CORPUS CHRISTI, Texas – Texas A&M University-Corpus Christi Army ROTC continues honoring and recognizing the effort and service of its Islander Battalion cadets. Following tradition, two new officers were proudly commissioned for their success in ROTC. The ceremony is a milestone for the ROTC graduates who make the transition from United States Army Cadet to Second Lieutenant. Since 1951, more than 170 cadets with affiliation to South Texas ROTC programs, including the Islander Battalion, have been commissioned to officer rank.
Those commissioned on Dec. 15 were Frances Maldonado and Sierra Kunkel, who were accompanied by instructors, family members, fellow cadets and mentors. The ceremony included the traditional pinning of lieutenants’ bars by Maldonado and Kunkel’s loved ones. In addition, the new officers presented a sterling silver dollar to the first enlisted soldier who salutes them in remembrance of the symbolic “Silver Dollar Salute.” Colonel Allan H. Lanceta, Commander of the Corpus Christi Army Depot, was the ceremony’s guest speaker.
“I chose my mother, Nancy Peschel, to be my first salute,” said Kunkel. “She enlisted in the Marine Corps at age 17. She was widowed and raised my brother and I alone while she was getting her bachelor’s and master’s degree. My mother never quit. She is the strongest individual I know and I would do anything to be half the woman she is.”
Kunkel earned a Bachelor of Business Administration in Accounting on Dec. 16, during the fall 2017 Commencement Ceremony.
“I chose Texas A&M-Corpus Christi because I liked the small class sizes, the great ROTC program, and the friends that have become family,” said Kunkel.

● ● ● ●

▶ _EXERCISE 1_:
Reproduce the passage of the ROTC commissioning article starting with "CORPUS CHRISTI, Texas" and going on through "to officer rank.".
▶ _EXERCISE 2_:
In the ROTC commissioning article, who was the ceremony's guest speaker?
▶ _EXERCISE 3_:
Resume the ROTC commissioning article after its final sentence and keep writing.
The data comes from a separate, unrelated source.

● ● ● ●

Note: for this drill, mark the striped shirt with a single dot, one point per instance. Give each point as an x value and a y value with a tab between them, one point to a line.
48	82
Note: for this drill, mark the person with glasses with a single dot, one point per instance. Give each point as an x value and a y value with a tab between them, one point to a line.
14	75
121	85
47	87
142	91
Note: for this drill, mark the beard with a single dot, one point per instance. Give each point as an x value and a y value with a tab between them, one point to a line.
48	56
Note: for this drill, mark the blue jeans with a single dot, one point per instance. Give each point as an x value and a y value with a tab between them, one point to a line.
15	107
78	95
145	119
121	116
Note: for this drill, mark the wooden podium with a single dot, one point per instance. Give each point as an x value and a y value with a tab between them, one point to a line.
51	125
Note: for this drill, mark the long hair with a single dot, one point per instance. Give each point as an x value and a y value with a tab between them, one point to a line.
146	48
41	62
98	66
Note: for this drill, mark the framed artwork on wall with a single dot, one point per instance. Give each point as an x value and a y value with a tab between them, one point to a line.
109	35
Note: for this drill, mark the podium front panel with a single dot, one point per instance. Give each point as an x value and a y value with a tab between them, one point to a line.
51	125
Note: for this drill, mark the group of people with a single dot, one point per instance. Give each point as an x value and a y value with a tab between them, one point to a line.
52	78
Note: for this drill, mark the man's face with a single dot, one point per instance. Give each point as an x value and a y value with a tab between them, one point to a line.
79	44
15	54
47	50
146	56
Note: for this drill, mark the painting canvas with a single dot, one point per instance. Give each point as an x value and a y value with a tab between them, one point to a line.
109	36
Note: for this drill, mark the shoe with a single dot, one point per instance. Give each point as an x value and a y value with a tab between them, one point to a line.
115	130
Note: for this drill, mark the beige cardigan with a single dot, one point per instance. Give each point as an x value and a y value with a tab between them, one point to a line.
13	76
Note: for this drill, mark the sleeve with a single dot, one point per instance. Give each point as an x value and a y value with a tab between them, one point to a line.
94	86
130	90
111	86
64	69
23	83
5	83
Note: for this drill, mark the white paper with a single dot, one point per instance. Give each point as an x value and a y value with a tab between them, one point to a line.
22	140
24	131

● ● ● ●

▶ _ANSWER AREA 1_:
CORPUS CHRISTI, Texas – Texas A&M University-Corpus Christi Army ROTC continues honoring and recognizing the effort and service of its Islander Battalion cadets. Following tradition, two new officers were proudly commissioned for their success in ROTC. The ceremony is a milestone for the ROTC graduates who make the transition from United States Army Cadet to Second Lieutenant. Since 1951, more than 170 cadets with affiliation to South Texas ROTC programs, including the Islander Battalion, have been commissioned to officer rank.

▶ _ANSWER AREA 2_:
Colonel Allan H. Lanceta, Commander of the Corpus Christi Army Depot.

▶ _ANSWER AREA 3_:
After graduation, she plans to expand her education while in the Army and start master’s courses in forensic accounting.
Maldonado, a native of San Antonio, received a four-year National ROTC scholarship for her hard work and determination. Like Kunkel, she also graduated this semester with her Bachelor of Science in Biomedical Sciences with an emphasis in Forensics.
“Being a STEM major while doing ROTC is not the easiest task, but it definitely helped instill the discipline needed to be successful in such a vigorous degree program,” said Maldonado. “In the future, I would like to get my master’s degree in Weapons of Mass Destruction and after retiring from the military, I would like to work as a chemistry or forensics professor.”
Both new second lieutenants engaged in various leadership and staff positions during their time in the Island University ROTC Army Battalion. Now, Kunkel and Maldonado will enter into Basic Officer Leader Course, a two-phased training course designed to produce commissioned officers in the U.S. Army.